### Supplied passage
Entity represents an identifiable piece of text which we are interested in, e.g. Date, Email, Credit-Card Number etc.
EntityScrubber is responsible for detecting and masking an entity in the provided input. The library provides pre-built scrubbers for the following entities
Date Entity = "DATE"
Time Entity = "TIME"
CreditCard Entity = "CREDIT_CARD"
Phone Entity = "PHONE"
Link Entity = "LINK"
Email Entity = "EMAIL"
IP Entity = "IP"
NotKnownPort Entity = "UNKNOWN_PORT"
BtcAddress Entity = "BTC_ADDRESS"
StreetAddress Entity = "STREET_ADDRESS"
ZipCode Entity = "ZIP_CODE"
PoBox Entity = "PO_BOX"
SSN Entity = "SSN"
MD5Hex Entity = "MD5_HEX"
SHA1Hex Entity = "SHA1_HEX"
SHA256Hex Entity = "SHA_256_HEX"
GUID Entity = "GUID"
ISBN Entity = "ISBN"
MACAddress Entity = "MAC_ADDRESS"
IBAN Entity = "IBAN"
GitRepo Entity = "GIT_REPO"
StrictLink Entity = "STRICT_LINK"

Data records
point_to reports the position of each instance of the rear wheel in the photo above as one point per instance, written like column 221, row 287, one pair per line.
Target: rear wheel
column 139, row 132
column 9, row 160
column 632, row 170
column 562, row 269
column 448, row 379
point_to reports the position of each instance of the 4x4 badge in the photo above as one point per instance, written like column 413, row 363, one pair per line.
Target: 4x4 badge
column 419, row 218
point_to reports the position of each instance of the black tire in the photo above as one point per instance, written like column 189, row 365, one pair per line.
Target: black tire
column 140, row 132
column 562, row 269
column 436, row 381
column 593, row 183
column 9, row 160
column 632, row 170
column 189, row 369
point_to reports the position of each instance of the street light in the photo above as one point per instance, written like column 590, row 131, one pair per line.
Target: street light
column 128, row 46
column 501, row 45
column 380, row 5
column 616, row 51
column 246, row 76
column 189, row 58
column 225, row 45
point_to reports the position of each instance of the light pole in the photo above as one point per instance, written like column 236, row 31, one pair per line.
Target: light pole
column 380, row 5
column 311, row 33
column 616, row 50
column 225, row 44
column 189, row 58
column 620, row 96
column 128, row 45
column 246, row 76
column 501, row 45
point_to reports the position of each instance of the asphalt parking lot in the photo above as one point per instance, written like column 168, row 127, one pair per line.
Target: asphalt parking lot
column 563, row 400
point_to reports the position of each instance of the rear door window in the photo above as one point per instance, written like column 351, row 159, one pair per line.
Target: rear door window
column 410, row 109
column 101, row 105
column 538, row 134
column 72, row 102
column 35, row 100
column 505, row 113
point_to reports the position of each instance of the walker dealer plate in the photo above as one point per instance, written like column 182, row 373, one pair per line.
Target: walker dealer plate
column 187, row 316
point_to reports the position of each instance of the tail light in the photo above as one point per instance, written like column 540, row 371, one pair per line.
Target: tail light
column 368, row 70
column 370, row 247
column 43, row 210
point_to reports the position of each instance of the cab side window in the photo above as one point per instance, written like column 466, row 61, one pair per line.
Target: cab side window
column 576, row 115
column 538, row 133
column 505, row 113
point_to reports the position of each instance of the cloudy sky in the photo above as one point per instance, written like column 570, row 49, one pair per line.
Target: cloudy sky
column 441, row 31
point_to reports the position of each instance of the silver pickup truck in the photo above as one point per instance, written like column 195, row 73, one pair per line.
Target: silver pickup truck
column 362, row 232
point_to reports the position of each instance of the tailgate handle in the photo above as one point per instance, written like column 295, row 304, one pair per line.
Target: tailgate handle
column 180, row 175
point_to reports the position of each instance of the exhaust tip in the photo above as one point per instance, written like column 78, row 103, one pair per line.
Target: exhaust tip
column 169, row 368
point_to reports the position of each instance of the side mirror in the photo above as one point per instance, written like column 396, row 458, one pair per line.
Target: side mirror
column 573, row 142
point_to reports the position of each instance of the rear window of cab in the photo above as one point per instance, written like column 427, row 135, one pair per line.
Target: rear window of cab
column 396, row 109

### What needs to be done
Copy the entity scrubber documentation in full, without changing any word, symbol, or line.

### Solution to this problem
Entity represents an identifiable piece of text which we are interested in, e.g. Date, Email, Credit-Card Number etc.
EntityScrubber is responsible for detecting and masking an entity in the provided input. The library provides pre-built scrubbers for the following entities
Date Entity = "DATE"
Time Entity = "TIME"
CreditCard Entity = "CREDIT_CARD"
Phone Entity = "PHONE"
Link Entity = "LINK"
Email Entity = "EMAIL"
IP Entity = "IP"
NotKnownPort Entity = "UNKNOWN_PORT"
BtcAddress Entity = "BTC_ADDRESS"
StreetAddress Entity = "STREET_ADDRESS"
ZipCode Entity = "ZIP_CODE"
PoBox Entity = "PO_BOX"
SSN Entity = "SSN"
MD5Hex Entity = "MD5_HEX"
SHA1Hex Entity = "SHA1_HEX"
SHA256Hex Entity = "SHA_256_HEX"
GUID Entity = "GUID"
ISBN Entity = "ISBN"
MACAddress Entity = "MAC_ADDRESS"
IBAN Entity = "IBAN"
GitRepo Entity = "GIT_REPO"
StrictLink Entity = "STRICT_LINK"